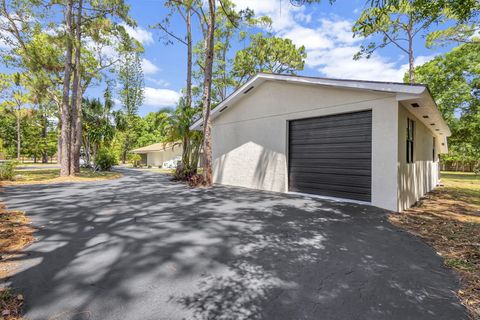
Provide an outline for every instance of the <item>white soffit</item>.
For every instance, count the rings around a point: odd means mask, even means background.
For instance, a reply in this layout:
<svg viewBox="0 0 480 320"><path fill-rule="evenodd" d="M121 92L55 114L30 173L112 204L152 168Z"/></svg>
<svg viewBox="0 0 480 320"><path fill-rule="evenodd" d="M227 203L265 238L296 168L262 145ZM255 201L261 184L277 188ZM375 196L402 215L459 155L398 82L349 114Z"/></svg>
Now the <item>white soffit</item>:
<svg viewBox="0 0 480 320"><path fill-rule="evenodd" d="M397 95L397 100L438 138L440 153L447 153L447 137L452 133L428 90L416 97Z"/></svg>

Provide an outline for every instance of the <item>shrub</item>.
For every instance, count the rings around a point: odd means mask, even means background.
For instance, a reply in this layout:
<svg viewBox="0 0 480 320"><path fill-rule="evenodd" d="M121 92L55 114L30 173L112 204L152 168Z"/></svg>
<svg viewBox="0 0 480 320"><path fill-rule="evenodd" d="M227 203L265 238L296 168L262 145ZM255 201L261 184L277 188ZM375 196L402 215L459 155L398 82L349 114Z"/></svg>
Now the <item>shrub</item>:
<svg viewBox="0 0 480 320"><path fill-rule="evenodd" d="M114 165L118 164L115 153L110 149L100 149L95 157L95 166L101 171L110 171Z"/></svg>
<svg viewBox="0 0 480 320"><path fill-rule="evenodd" d="M0 163L0 181L13 180L15 176L15 168L17 167L16 161L7 161Z"/></svg>
<svg viewBox="0 0 480 320"><path fill-rule="evenodd" d="M190 179L197 175L197 169L187 169L183 166L180 162L177 167L175 168L175 172L173 173L174 181L190 181Z"/></svg>
<svg viewBox="0 0 480 320"><path fill-rule="evenodd" d="M473 168L473 173L475 173L476 176L480 175L480 164L476 165L475 168Z"/></svg>
<svg viewBox="0 0 480 320"><path fill-rule="evenodd" d="M138 153L132 153L130 155L130 162L133 164L134 168L139 167L140 161L142 161L142 156L139 155Z"/></svg>
<svg viewBox="0 0 480 320"><path fill-rule="evenodd" d="M190 187L202 187L206 185L205 182L205 178L202 174L191 175L187 180L187 183Z"/></svg>

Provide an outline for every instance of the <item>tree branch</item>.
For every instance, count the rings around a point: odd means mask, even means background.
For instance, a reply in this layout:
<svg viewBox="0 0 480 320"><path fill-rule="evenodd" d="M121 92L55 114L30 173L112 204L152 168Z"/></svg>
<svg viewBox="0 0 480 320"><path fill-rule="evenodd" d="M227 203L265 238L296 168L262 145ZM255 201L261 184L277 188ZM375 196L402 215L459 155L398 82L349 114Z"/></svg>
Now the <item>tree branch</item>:
<svg viewBox="0 0 480 320"><path fill-rule="evenodd" d="M405 48L403 48L401 45L399 45L392 37L390 37L390 35L383 31L383 34L388 38L388 40L390 40L391 43L393 43L394 45L396 45L400 50L402 50L403 52L405 52L406 54L408 54L408 50L406 50Z"/></svg>
<svg viewBox="0 0 480 320"><path fill-rule="evenodd" d="M232 17L230 16L230 14L227 12L227 10L225 10L225 7L223 6L223 1L219 0L218 2L220 2L220 7L222 8L223 13L225 13L225 16L227 17L228 21L230 21L230 23L233 25L234 28L238 28L238 23L232 20Z"/></svg>
<svg viewBox="0 0 480 320"><path fill-rule="evenodd" d="M175 34L173 34L172 32L168 31L167 28L165 28L161 23L158 23L157 26L163 30L163 32L165 32L167 35L169 35L170 37L174 38L175 40L177 40L178 42L184 44L184 45L188 45L187 42L185 40L183 40L182 38L176 36Z"/></svg>

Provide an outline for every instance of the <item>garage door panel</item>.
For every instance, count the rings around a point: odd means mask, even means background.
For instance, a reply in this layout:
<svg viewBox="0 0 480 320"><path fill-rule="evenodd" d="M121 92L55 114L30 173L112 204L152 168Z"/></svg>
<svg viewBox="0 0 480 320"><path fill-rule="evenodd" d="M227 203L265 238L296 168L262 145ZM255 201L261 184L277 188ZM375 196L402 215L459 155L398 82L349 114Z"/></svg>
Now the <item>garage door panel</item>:
<svg viewBox="0 0 480 320"><path fill-rule="evenodd" d="M308 125L351 125L356 123L371 123L371 111L360 111L355 113L335 114L331 116L323 116L318 118L307 118L294 120L293 127L305 127Z"/></svg>
<svg viewBox="0 0 480 320"><path fill-rule="evenodd" d="M345 139L349 138L349 139ZM369 135L353 135L353 136L346 136L346 137L336 137L336 136L325 136L325 137L309 137L307 139L303 138L292 138L291 142L293 144L298 144L298 145L306 145L306 144L328 144L328 143L344 143L344 144L350 144L354 145L357 142L368 142L371 141L372 137ZM346 141L348 140L348 141Z"/></svg>
<svg viewBox="0 0 480 320"><path fill-rule="evenodd" d="M312 122L312 123L302 123L302 124L293 124L292 128L299 131L313 130L313 129L329 129L329 128L345 128L351 125L364 125L370 126L370 118L367 119L351 119L346 121L324 121L324 122Z"/></svg>
<svg viewBox="0 0 480 320"><path fill-rule="evenodd" d="M298 182L298 187L305 187L310 189L319 189L319 190L331 190L335 192L344 192L344 193L355 193L355 194L363 194L365 195L368 192L368 187L362 186L342 186L342 185L334 185L334 184L327 184L327 183L307 183L307 182Z"/></svg>
<svg viewBox="0 0 480 320"><path fill-rule="evenodd" d="M292 179L293 183L308 181L315 184L331 186L362 187L368 188L372 183L368 176L342 176L334 174L298 173Z"/></svg>
<svg viewBox="0 0 480 320"><path fill-rule="evenodd" d="M365 132L372 130L371 126L367 125L350 125L346 127L332 127L332 128L314 128L309 130L295 130L292 131L292 138L308 138L325 135L334 135L339 137L351 137L356 135L365 135Z"/></svg>
<svg viewBox="0 0 480 320"><path fill-rule="evenodd" d="M308 187L292 187L290 188L290 191L316 194L316 195L322 195L327 197L352 199L352 200L358 200L358 201L370 201L369 200L370 198L365 196L365 194L362 194L362 193L341 192L341 191L334 191L329 189L308 188Z"/></svg>
<svg viewBox="0 0 480 320"><path fill-rule="evenodd" d="M368 152L371 149L371 142L358 143L329 143L329 144L304 144L291 146L292 154L296 152Z"/></svg>
<svg viewBox="0 0 480 320"><path fill-rule="evenodd" d="M289 189L371 200L372 113L289 122Z"/></svg>
<svg viewBox="0 0 480 320"><path fill-rule="evenodd" d="M371 161L369 159L297 159L290 161L294 166L303 167L328 167L349 170L354 168L370 169Z"/></svg>
<svg viewBox="0 0 480 320"><path fill-rule="evenodd" d="M296 154L292 153L293 160L301 159L370 159L371 155L368 152L311 152Z"/></svg>
<svg viewBox="0 0 480 320"><path fill-rule="evenodd" d="M346 172L345 169L338 169L338 168L331 168L331 167L315 167L312 168L311 166L295 166L295 167L290 167L290 171L292 173L333 173L333 174L349 174L350 176L371 176L371 168L365 168L365 169L352 169L349 168L348 171Z"/></svg>
<svg viewBox="0 0 480 320"><path fill-rule="evenodd" d="M312 193L330 197L338 194L341 195L341 198L345 199L370 201L370 197L367 194L368 190L368 188L362 187L344 187L317 183L298 183L296 188L293 188L291 191Z"/></svg>

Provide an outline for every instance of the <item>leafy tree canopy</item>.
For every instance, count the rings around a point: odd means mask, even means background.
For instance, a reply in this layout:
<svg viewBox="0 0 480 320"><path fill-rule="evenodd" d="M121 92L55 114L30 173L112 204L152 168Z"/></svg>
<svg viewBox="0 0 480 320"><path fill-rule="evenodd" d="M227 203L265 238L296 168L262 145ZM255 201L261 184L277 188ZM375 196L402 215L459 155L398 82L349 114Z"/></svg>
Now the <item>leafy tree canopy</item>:
<svg viewBox="0 0 480 320"><path fill-rule="evenodd" d="M290 39L265 37L261 33L252 37L250 45L237 52L233 75L241 84L258 72L289 73L303 70L307 53Z"/></svg>
<svg viewBox="0 0 480 320"><path fill-rule="evenodd" d="M480 50L468 43L416 68L451 128L447 161L480 159Z"/></svg>

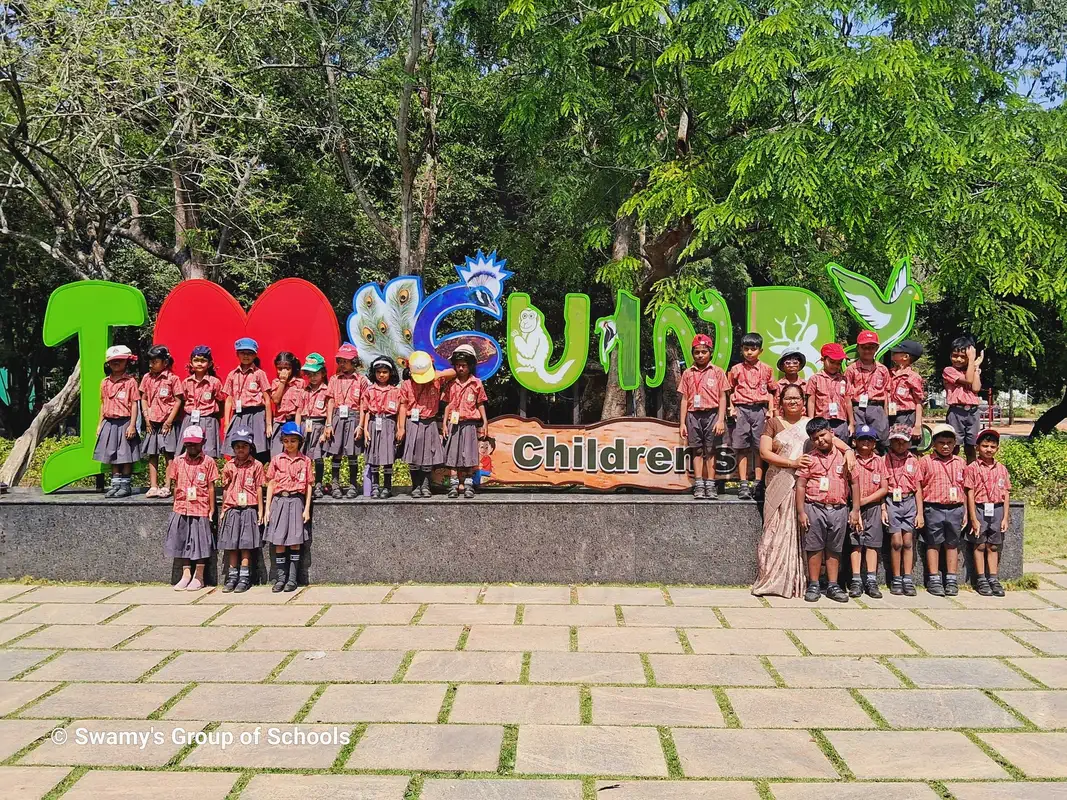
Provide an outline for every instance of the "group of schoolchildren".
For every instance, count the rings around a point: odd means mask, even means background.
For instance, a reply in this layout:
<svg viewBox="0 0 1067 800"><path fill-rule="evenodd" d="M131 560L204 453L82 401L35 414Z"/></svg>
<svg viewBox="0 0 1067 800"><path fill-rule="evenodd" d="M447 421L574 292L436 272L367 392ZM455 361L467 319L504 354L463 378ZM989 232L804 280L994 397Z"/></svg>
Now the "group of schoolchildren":
<svg viewBox="0 0 1067 800"><path fill-rule="evenodd" d="M403 382L385 356L371 362L369 377L357 372L359 354L351 344L337 351L332 378L318 353L302 364L292 353L279 353L273 381L260 367L255 340L239 339L234 348L239 363L225 381L215 375L211 349L203 345L193 348L184 379L172 371L174 358L162 345L148 351L149 371L140 381L128 347L111 347L105 355L93 454L111 465L105 497L132 494L130 476L142 457L148 462L147 496L171 497L173 489L164 552L182 563L176 590L202 588L205 565L217 549L227 553L222 591L247 591L252 551L266 541L274 546L273 591L295 591L301 549L310 539L311 503L325 495L327 457L335 499L362 495L361 454L374 499L391 496L398 455L411 469L412 497L431 496L431 473L442 464L451 471L448 496L474 497L478 442L488 421L470 345L456 347L452 368L444 370L434 368L428 353L412 353ZM168 459L162 482L160 455ZM228 460L220 475L215 459L222 456ZM345 459L347 490L341 484ZM220 478L216 542L211 520Z"/></svg>
<svg viewBox="0 0 1067 800"><path fill-rule="evenodd" d="M819 599L824 567L831 600L846 603L864 592L881 597L877 566L886 531L892 545L887 569L892 594L916 593L914 536L921 531L931 594L959 592L959 547L969 532L975 542L978 593L1004 596L998 564L1010 524L1011 480L996 461L1000 434L979 430L984 354L976 353L970 338L953 341L951 365L942 373L947 424L934 426L932 451L919 458L912 447L922 437L926 395L913 364L922 356L922 346L906 340L893 347L891 369L876 361L878 347L874 331L861 332L857 358L843 369L844 348L826 344L820 351L822 369L806 381L800 377L806 366L804 355L787 352L778 361L781 377L775 380L770 366L760 361L759 334L742 338L743 361L728 373L711 364L711 339L697 335L692 342L693 366L682 374L678 387L679 433L694 453L694 498L718 496L715 451L724 435L738 454L738 497L751 498L750 475L757 483L762 475L759 440L768 417L775 415L785 394L792 395L793 402L802 397L809 445L796 464L796 506L807 559L805 600ZM791 386L797 388L787 392ZM732 429L727 427L729 418ZM959 446L966 461L956 455ZM847 592L838 583L846 536L852 546Z"/></svg>

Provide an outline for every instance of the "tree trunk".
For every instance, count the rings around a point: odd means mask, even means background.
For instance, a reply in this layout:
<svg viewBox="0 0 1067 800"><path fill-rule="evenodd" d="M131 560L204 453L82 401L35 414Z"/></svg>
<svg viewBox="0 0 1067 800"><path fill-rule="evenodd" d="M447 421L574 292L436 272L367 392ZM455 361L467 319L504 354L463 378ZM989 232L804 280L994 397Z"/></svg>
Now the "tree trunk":
<svg viewBox="0 0 1067 800"><path fill-rule="evenodd" d="M15 440L15 446L11 448L3 467L0 467L0 483L8 486L16 486L30 466L30 459L44 437L48 436L56 425L69 417L78 407L78 394L81 381L81 362L74 365L74 371L70 373L66 384L59 394L45 403L40 412L34 417L26 432ZM86 435L82 431L82 435Z"/></svg>
<svg viewBox="0 0 1067 800"><path fill-rule="evenodd" d="M678 368L680 359L678 345L673 342L667 343L667 374L663 378L663 385L659 387L660 397L663 398L663 419L670 422L678 421L678 412L681 411L681 401L678 398L678 383L682 373Z"/></svg>
<svg viewBox="0 0 1067 800"><path fill-rule="evenodd" d="M633 238L634 218L624 214L615 220L615 241L611 245L611 260L621 261L630 255L630 239ZM626 415L626 392L619 386L619 349L611 351L608 368L608 383L604 387L604 405L601 419L614 419Z"/></svg>
<svg viewBox="0 0 1067 800"><path fill-rule="evenodd" d="M634 398L634 416L635 417L647 417L645 413L645 399L646 399L645 385L642 383L633 391Z"/></svg>
<svg viewBox="0 0 1067 800"><path fill-rule="evenodd" d="M1048 436L1056 430L1056 426L1064 419L1067 419L1067 390L1064 391L1063 399L1060 402L1037 418L1037 422L1034 423L1034 427L1030 430L1030 438L1036 439L1039 436Z"/></svg>

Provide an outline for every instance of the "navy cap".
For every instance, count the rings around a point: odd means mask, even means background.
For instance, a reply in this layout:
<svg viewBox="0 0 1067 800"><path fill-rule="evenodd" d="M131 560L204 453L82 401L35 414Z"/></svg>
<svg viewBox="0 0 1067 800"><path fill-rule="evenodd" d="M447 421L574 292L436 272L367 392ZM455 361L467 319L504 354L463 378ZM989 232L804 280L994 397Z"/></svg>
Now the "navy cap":
<svg viewBox="0 0 1067 800"><path fill-rule="evenodd" d="M893 353L906 353L911 356L911 360L915 361L923 354L923 346L916 342L914 339L905 339L897 345L894 345Z"/></svg>
<svg viewBox="0 0 1067 800"><path fill-rule="evenodd" d="M287 422L284 425L282 425L281 435L282 436L299 436L301 439L304 438L304 432L302 430L300 430L300 426L297 425L295 422Z"/></svg>
<svg viewBox="0 0 1067 800"><path fill-rule="evenodd" d="M252 438L252 431L240 430L234 433L230 437L230 444L237 444L237 442L244 442L247 445L255 445L255 440Z"/></svg>
<svg viewBox="0 0 1067 800"><path fill-rule="evenodd" d="M878 431L872 428L870 425L860 425L856 428L857 439L877 439Z"/></svg>
<svg viewBox="0 0 1067 800"><path fill-rule="evenodd" d="M211 348L206 344L198 344L189 354L189 358L211 358Z"/></svg>
<svg viewBox="0 0 1067 800"><path fill-rule="evenodd" d="M234 350L251 350L253 353L259 352L259 343L255 339L250 339L244 336L233 343Z"/></svg>

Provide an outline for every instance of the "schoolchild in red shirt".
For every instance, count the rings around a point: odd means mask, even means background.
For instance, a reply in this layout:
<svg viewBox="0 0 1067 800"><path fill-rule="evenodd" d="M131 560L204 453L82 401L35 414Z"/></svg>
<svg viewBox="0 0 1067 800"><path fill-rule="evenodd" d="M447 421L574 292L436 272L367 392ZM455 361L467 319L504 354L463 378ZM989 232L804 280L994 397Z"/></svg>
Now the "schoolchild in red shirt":
<svg viewBox="0 0 1067 800"><path fill-rule="evenodd" d="M889 441L889 418L886 416L886 397L889 393L889 370L874 360L878 352L878 334L860 331L856 337L859 358L845 370L849 402L852 403L852 432L861 425L878 431L879 444Z"/></svg>
<svg viewBox="0 0 1067 800"><path fill-rule="evenodd" d="M178 452L178 412L182 410L181 379L171 372L174 357L163 345L148 351L148 373L141 377L141 409L146 421L141 454L148 456L146 497L166 497L159 487L159 456Z"/></svg>
<svg viewBox="0 0 1067 800"><path fill-rule="evenodd" d="M266 474L263 465L252 458L251 431L236 431L233 435L233 460L227 461L222 468L222 517L219 520L218 547L227 554L226 581L222 587L224 592L247 592L252 585L252 551L263 546L263 485Z"/></svg>
<svg viewBox="0 0 1067 800"><path fill-rule="evenodd" d="M272 592L295 592L300 553L311 538L311 459L300 452L304 432L295 422L282 425L284 450L267 467L264 539L274 545Z"/></svg>
<svg viewBox="0 0 1067 800"><path fill-rule="evenodd" d="M454 369L436 370L429 353L416 350L408 358L408 377L400 390L408 418L404 426L404 461L411 470L411 496L431 497L434 467L445 463L438 411L441 390L456 377Z"/></svg>
<svg viewBox="0 0 1067 800"><path fill-rule="evenodd" d="M850 534L852 581L848 587L849 597L859 597L866 591L868 597L876 600L882 596L878 589L878 553L885 537L882 501L886 495L885 460L875 450L877 443L878 431L870 425L856 429L855 473L860 492L860 524L853 527ZM866 568L866 577L861 562Z"/></svg>
<svg viewBox="0 0 1067 800"><path fill-rule="evenodd" d="M837 342L824 344L819 351L822 369L808 378L808 416L822 417L830 423L830 430L842 442L848 442L852 429L852 403L848 400L848 385L841 365L845 348Z"/></svg>
<svg viewBox="0 0 1067 800"><path fill-rule="evenodd" d="M359 455L363 452L363 391L370 382L356 372L359 351L354 345L341 345L335 356L337 372L330 380L327 402L327 451L332 457L331 496L355 500L362 492L363 476L359 472ZM348 459L348 491L341 488L341 459ZM359 488L357 488L359 487Z"/></svg>
<svg viewBox="0 0 1067 800"><path fill-rule="evenodd" d="M166 488L174 484L174 510L167 524L163 552L180 558L182 577L177 591L204 588L204 565L215 552L211 518L215 516L215 481L219 468L204 455L204 431L190 425L182 434L184 452L167 465ZM192 565L195 565L195 574Z"/></svg>
<svg viewBox="0 0 1067 800"><path fill-rule="evenodd" d="M982 390L982 361L985 352L975 352L974 340L960 336L952 342L952 363L941 372L945 384L948 416L945 421L956 431L956 444L974 461L978 441L978 392Z"/></svg>
<svg viewBox="0 0 1067 800"><path fill-rule="evenodd" d="M215 362L211 348L198 344L189 355L185 366L189 373L182 381L182 434L190 425L204 432L204 455L218 458L222 455L219 429L219 402L222 398L222 381L215 375Z"/></svg>
<svg viewBox="0 0 1067 800"><path fill-rule="evenodd" d="M889 371L889 397L886 414L889 426L907 425L911 438L918 440L923 435L923 402L926 389L922 376L912 369L912 364L923 354L923 346L911 339L896 345L892 352L893 369Z"/></svg>
<svg viewBox="0 0 1067 800"><path fill-rule="evenodd" d="M956 432L950 425L933 430L933 452L919 460L923 489L923 541L926 543L927 591L935 597L955 597L959 588L959 546L967 527L964 508L963 472L967 463L957 455ZM940 555L945 548L945 580L942 585Z"/></svg>
<svg viewBox="0 0 1067 800"><path fill-rule="evenodd" d="M778 384L769 365L760 361L763 353L763 337L758 333L746 333L741 337L740 364L730 367L729 405L733 409L734 450L737 451L737 474L741 486L737 490L739 500L752 499L751 474L759 483L763 479L763 462L759 457L759 441L767 417L774 416L774 394Z"/></svg>
<svg viewBox="0 0 1067 800"><path fill-rule="evenodd" d="M1004 596L998 570L1004 534L1011 527L1011 476L1008 468L997 461L1000 434L986 429L978 434L978 459L963 472L963 487L967 492L967 510L971 517L971 532L977 543L974 548L974 569L978 573L975 588L978 594L989 597Z"/></svg>
<svg viewBox="0 0 1067 800"><path fill-rule="evenodd" d="M889 531L892 556L886 573L891 575L889 593L915 597L911 573L915 567L915 531L921 530L923 487L919 479L919 459L909 449L911 427L894 425L889 429L889 452L885 454L886 498L882 521Z"/></svg>
<svg viewBox="0 0 1067 800"><path fill-rule="evenodd" d="M367 443L367 466L370 468L374 499L388 500L393 493L393 463L396 446L404 438L406 411L400 391L400 375L388 356L378 356L370 365L371 384L361 400L363 440ZM381 480L378 468L381 467Z"/></svg>
<svg viewBox="0 0 1067 800"><path fill-rule="evenodd" d="M461 480L463 496L474 497L474 471L481 462L478 441L488 435L485 404L489 398L482 382L474 376L477 364L478 358L469 344L461 344L452 353L456 378L445 391L445 465L451 472L451 498L459 497Z"/></svg>
<svg viewBox="0 0 1067 800"><path fill-rule="evenodd" d="M778 371L782 373L782 377L780 377L778 383L775 384L778 387L777 391L774 393L774 403L776 408L782 407L782 391L786 386L799 386L801 394L805 397L807 396L808 382L800 377L800 373L807 365L808 359L798 350L790 350L783 353L782 357L778 359Z"/></svg>
<svg viewBox="0 0 1067 800"><path fill-rule="evenodd" d="M271 430L270 456L278 455L282 447L282 425L296 420L300 400L304 396L304 379L300 377L300 359L283 350L274 357L274 371L278 377L270 382Z"/></svg>
<svg viewBox="0 0 1067 800"><path fill-rule="evenodd" d="M230 437L235 431L252 433L252 451L264 461L270 454L267 443L267 409L270 408L270 381L259 365L259 345L247 337L234 342L237 351L236 367L222 384L226 395L223 418L227 420L226 439L222 454L233 455Z"/></svg>
<svg viewBox="0 0 1067 800"><path fill-rule="evenodd" d="M714 500L719 496L715 481L715 451L726 432L726 395L729 381L722 367L711 363L711 337L693 337L693 366L682 373L678 394L682 397L678 435L693 448L693 498Z"/></svg>
<svg viewBox="0 0 1067 800"><path fill-rule="evenodd" d="M330 385L326 380L326 359L318 353L308 353L300 368L304 376L304 392L296 413L297 424L304 432L303 453L315 464L316 500L325 493L322 488L323 459L326 457L330 432L327 426L330 413Z"/></svg>
<svg viewBox="0 0 1067 800"><path fill-rule="evenodd" d="M137 435L137 405L141 392L130 365L137 357L125 345L109 347L104 354L100 383L100 424L96 426L93 459L111 465L111 487L104 497L133 494L130 475L141 460L141 439Z"/></svg>

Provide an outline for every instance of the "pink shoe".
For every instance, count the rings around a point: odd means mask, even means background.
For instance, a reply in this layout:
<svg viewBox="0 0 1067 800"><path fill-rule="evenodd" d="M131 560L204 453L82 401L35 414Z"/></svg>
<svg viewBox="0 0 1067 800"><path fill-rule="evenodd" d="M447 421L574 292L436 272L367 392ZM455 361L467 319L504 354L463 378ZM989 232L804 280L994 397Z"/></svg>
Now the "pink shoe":
<svg viewBox="0 0 1067 800"><path fill-rule="evenodd" d="M144 493L145 497L159 497L159 489L149 489Z"/></svg>
<svg viewBox="0 0 1067 800"><path fill-rule="evenodd" d="M170 489L164 489L162 487L156 492L156 497L170 497Z"/></svg>
<svg viewBox="0 0 1067 800"><path fill-rule="evenodd" d="M184 589L186 589L189 586L189 582L192 579L193 579L193 576L192 576L191 573L183 573L182 574L182 579L180 581L178 581L176 584L174 584L174 591L176 591L176 592L183 591Z"/></svg>
<svg viewBox="0 0 1067 800"><path fill-rule="evenodd" d="M187 592L198 592L203 588L204 588L204 582L200 581L200 580L197 580L196 578L193 578L191 581L189 581L189 585L185 587L185 591L187 591Z"/></svg>

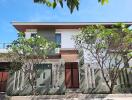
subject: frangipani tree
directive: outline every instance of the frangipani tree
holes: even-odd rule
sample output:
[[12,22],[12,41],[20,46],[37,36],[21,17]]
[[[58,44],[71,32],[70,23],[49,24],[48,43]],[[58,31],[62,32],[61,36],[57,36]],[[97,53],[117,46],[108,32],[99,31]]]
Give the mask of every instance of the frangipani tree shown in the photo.
[[[60,4],[60,6],[63,8],[64,3],[66,3],[71,13],[75,8],[78,10],[80,4],[80,0],[34,0],[34,2],[45,4],[53,9],[56,8],[58,4]],[[98,2],[101,2],[103,5],[104,3],[108,3],[108,0],[98,0]]]
[[88,59],[94,58],[94,63],[96,62],[101,69],[109,93],[112,93],[120,68],[127,66],[123,55],[124,52],[131,52],[132,31],[124,24],[109,28],[103,25],[91,25],[82,28],[81,32],[74,36],[74,40],[78,48],[90,53]]
[[12,70],[22,70],[27,74],[28,82],[32,87],[32,94],[35,95],[36,65],[44,63],[56,45],[54,42],[37,35],[28,39],[24,37],[24,33],[18,35],[18,39],[13,41],[10,46],[11,67]]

——

What to do
Please say how many lines of the listing hold the string "outline", answering with the number alone.

Completed exercise
11